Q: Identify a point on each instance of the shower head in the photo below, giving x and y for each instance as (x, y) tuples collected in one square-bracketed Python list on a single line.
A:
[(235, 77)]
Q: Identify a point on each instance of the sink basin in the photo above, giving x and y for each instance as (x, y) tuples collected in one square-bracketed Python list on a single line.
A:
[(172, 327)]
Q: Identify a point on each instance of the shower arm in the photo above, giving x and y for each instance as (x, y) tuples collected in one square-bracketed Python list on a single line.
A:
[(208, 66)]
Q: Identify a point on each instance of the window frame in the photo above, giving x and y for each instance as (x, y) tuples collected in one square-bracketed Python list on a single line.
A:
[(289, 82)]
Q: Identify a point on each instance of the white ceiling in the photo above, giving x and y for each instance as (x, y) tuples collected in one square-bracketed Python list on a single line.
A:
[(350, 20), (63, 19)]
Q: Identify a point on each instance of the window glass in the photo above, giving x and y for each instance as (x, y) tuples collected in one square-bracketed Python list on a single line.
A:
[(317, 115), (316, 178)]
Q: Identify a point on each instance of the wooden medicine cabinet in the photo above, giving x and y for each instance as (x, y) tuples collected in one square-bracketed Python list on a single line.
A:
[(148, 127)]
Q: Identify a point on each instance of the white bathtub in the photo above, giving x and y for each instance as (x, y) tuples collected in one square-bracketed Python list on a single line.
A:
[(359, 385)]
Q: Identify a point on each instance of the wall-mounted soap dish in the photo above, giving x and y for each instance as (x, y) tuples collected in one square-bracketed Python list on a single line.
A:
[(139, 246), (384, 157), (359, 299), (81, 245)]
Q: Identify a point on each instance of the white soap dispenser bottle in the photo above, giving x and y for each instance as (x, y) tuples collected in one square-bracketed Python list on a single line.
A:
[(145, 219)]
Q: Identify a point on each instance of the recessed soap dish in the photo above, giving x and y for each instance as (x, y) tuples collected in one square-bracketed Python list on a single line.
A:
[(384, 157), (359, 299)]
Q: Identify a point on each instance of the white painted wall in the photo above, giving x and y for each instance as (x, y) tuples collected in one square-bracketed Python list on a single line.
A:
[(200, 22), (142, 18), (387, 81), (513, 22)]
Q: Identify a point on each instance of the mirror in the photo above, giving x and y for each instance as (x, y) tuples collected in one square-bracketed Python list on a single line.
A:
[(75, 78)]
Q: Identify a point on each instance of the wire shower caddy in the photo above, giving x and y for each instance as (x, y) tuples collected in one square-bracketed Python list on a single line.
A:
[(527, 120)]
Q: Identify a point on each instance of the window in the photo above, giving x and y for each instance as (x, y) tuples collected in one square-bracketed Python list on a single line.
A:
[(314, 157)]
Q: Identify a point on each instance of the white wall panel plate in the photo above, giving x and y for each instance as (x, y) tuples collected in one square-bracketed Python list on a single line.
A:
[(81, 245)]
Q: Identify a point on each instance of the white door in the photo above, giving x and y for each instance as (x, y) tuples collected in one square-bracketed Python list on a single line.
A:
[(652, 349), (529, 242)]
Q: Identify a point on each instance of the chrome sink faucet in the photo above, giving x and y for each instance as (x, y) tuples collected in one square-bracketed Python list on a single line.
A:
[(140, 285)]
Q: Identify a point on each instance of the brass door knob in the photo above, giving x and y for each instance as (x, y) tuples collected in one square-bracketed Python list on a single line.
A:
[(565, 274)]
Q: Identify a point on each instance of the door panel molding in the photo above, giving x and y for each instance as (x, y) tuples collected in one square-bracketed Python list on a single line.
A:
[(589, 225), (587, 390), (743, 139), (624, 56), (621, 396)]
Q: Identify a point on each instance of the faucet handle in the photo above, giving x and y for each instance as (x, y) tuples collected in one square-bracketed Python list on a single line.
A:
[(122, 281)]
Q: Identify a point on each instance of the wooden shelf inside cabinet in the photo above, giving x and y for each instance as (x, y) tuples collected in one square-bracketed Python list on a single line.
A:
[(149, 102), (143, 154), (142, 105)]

◆ ◆ ◆

Task details>
Please convert the data from the start through the line containing "[(208, 66)]" into a numbered list, omitting blank lines.

Problem solution>
1. Q: Identify a point on each instance of the shower head in the photo below, giving x and y for each instance as (x, y) tuples collected in one square-bracketed Python list on a single line.
2. A:
3. [(235, 77)]
4. Q: Identify a point on each instance of the sink basin in the photo above, giving x and y for each instance as (x, y) tuples collected in one square-bracketed Python list on a single line.
5. A:
6. [(172, 327)]
7. Q: Identify a point on each instance of the shower arm in the photo above, giving x and y for each instance as (x, y) tuples collected in one square-bracketed Python list on a single line.
8. A:
9. [(208, 66)]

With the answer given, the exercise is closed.